GOAL 1:
In the post on Connect:Direct translation tables, give the passage between "First let’s create" and "two translation tables.", inclusive, again, renaming "Connect:Direct" to "Sterling Connect:Direct" throughout.
GOAL 2:
Answer these questions from the post on Connect:Direct translation tables:
(a) What file extension is used for Connect:Direct Windows translation tables?
(b) Which byte values does @(0..255) stand for?
(c) According to the xlt_diff output, what hex value does byte 0x9f map to in the first table?
GOAL 3:
Pick up the post on Connect:Direct translation tables after its last sentence and carry it on.

PAGE EXCERPT:
# # # #

Showing posts with label translation table. Show all posts
Showing posts with label translation table. Show all posts

Tuesday, March 1, 2016

Day 23 Translation what's the difference

Day 23

Translation what’s the difference

First let’s create some Connect:Direct translation tables using PowerShell:
PS C:\Users\nicke> conv ibm285 iso-8859-15 @(0..255) | Set-Content -Encoding byte ibm285-iso-8859-15.cdx

PS C:\Users\nicke> conv ibm01146 iso-8859-15 @(0..255) | Set-Content -Encoding byte ibm01146-iso-8859-15.cdx
Here we are converting from codepage ibm285 IBM EBCDIC (UK) to iso-8859-15 which has the Euro currency symbol, and converting all the byte values from 0 through to 255 (that is what the @(0..255) means), saving the result with the Connect:Direct Windows translation table file extension .cdx.
We then do the same thing for producing a translation table that will convert from IBM EBCDIC (UK-Euro) to iso-8859-15 .
Using the Powershell function below we can see the difference between these two translation tables.
# List difference between translation tables
function xlt_diff ([byte[]]$tbla,[byte[]]$tblb) {
    0..255 | %{
        if($tbla[$_] -ne $tblb[$_]) {
            "{0:x} : {1:x} | {2:x}" -f $_,$tbla[$_],$tblb[$_]
        }
    }
}
The above functions can be used as follows:
PS C:\Users\nicke> xlt_diff (cat -Encoding byte .\ibm285-iso-8859-15.cdx) (cat -Encoding byte .\ibm01146-iso-8859-15.cdx)
9f : 3f | a4
The output above shows that two translation tables differ when they map hex byte value 0x9f. In the first table it maps to hex value 0x3f, and in the other to 0xa4.

# # # #

RAW DATA:
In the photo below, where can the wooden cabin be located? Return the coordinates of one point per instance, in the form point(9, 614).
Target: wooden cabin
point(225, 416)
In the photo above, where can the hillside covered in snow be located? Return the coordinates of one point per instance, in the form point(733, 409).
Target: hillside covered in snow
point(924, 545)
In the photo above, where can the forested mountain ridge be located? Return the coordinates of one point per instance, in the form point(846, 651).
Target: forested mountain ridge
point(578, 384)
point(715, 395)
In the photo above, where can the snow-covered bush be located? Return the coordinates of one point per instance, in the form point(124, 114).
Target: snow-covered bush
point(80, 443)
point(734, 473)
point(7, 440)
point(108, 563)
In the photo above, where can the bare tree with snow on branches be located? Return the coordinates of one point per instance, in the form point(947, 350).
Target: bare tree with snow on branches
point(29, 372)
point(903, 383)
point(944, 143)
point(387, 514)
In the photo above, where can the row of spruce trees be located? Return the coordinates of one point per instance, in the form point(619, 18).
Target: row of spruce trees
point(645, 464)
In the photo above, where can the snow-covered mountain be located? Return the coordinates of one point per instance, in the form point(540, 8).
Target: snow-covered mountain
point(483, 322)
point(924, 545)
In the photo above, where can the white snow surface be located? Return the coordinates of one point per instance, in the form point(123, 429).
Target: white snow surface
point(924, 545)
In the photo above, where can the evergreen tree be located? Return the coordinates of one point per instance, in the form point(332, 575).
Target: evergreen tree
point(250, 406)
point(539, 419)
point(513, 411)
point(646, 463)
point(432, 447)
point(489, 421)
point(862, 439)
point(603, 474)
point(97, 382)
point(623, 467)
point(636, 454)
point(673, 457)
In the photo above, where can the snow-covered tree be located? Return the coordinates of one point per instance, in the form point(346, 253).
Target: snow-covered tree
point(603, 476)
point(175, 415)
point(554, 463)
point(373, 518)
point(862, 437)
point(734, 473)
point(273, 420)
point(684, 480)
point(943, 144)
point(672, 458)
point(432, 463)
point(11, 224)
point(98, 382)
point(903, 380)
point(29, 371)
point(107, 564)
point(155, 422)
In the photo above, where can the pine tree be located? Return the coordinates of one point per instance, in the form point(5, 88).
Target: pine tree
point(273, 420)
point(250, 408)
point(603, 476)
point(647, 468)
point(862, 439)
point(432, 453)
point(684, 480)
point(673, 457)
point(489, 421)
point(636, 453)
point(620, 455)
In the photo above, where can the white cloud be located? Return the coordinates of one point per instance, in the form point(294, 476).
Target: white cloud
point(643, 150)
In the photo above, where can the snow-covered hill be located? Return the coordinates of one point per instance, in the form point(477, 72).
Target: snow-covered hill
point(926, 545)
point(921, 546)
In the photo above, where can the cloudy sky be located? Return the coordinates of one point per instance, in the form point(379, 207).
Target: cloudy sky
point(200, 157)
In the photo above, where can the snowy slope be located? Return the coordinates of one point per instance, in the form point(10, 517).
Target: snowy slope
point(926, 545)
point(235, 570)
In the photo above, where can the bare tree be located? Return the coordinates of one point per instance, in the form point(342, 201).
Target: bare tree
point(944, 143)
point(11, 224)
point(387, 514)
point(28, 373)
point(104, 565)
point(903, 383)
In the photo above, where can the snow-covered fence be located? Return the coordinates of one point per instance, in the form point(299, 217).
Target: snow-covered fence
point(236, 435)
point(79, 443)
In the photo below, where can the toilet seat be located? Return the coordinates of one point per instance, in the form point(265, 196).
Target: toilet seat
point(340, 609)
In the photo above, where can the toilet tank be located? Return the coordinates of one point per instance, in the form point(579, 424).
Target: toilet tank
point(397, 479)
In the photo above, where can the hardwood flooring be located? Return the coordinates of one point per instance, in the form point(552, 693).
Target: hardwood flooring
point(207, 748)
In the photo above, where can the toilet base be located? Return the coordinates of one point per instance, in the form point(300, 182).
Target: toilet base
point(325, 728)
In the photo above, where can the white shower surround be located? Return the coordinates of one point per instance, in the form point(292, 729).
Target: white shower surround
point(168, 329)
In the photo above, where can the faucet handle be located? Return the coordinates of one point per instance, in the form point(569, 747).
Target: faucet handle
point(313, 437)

# # # #

RESPONSE 1:
First let’s create some Sterling Connect:Direct translation tables using PowerShell:
PS C:\Users\nicke> conv ibm285 iso-8859-15 @(0..255) | Set-Content -Encoding byte ibm285-iso-8859-15.cdx

PS C:\Users\nicke> conv ibm01146 iso-8859-15 @(0..255) | Set-Content -Encoding byte ibm01146-iso-8859-15.cdx
Here we are converting from codepage ibm285 IBM EBCDIC (UK) to iso-8859-15 which has the Euro currency symbol, and converting all the byte values from 0 through to 255 (that is what the @(0..255) means), saving the result with the Sterling Connect:Direct Windows translation table file extension .cdx.
We then do the same thing for producing a translation table that will convert from IBM EBCDIC (UK-Euro) to iso-8859-15 .
Using the Powershell function below we can see the difference between these two translation tables.

RESPONSE 2:
(a) .cdx
(b) All byte values from 0 through 255
(c) 0x3f

RESPONSE 3:
Now if we create the translation tables for translating back to either ibm285/ibm01146 from iso-8859-15, and then compare like so:
PS C:\Users\nicke> conv iso-8859-15 ibm01146 @(0..255) | Set-Content -Encoding byte iso-8859-15-ibm01146.cdx

PS C:\Users\nicke> conv iso-8859-15 ibm285 @(0..255) | Set-Content -Encoding byte iso-8859-15-ibm285.cdx

PS C:\Users\nicke> xlt_diff (cat -Encoding byte .\iso-8859-15-ibm01146.cdx) (cat -Encoding byte .\iso-8859-15-ibm285.cdx)
a4 : 9f | 6f
Here the translation tables differ in how they convert the Euro (€) symbol in iso-8859-15 (0xa4) to the two mainframe codepages.
This is not that surprising as ibm01146 has the Euro (€ 0x9f) and codepage ibm285 does not. In fact if you look up codepage 1146 on wikipedia you will see that ibm01146 was created to be ibm285 with the addition of the Euro (€) symbol.
I chose these two codepages as a simple example to showcase the finding the difference between translation tables.
These last two posts were about creating custom codepage translation tables for Connect:Direct, and spotting the differences between tables.
Next time we will look at displaying what maps to what more easily with these translation tables, and show a generally better way of translating from one codepage to another.

Thursday, February 18, 2016

Power Translation

Day 22

Power Translation

While on assignment some time ago the only scripting language I had available to me was PowerShell. The PowerShell turned out to be a very useful tool. Today I will share some of its features that helped me with Connect:Direct custom translation tables.
I needed help in understanding the translation of certain characters between the Mainframe and Windows platforms, and understanding quickly what was different between a customised translation table, and the default table on a Windows machine.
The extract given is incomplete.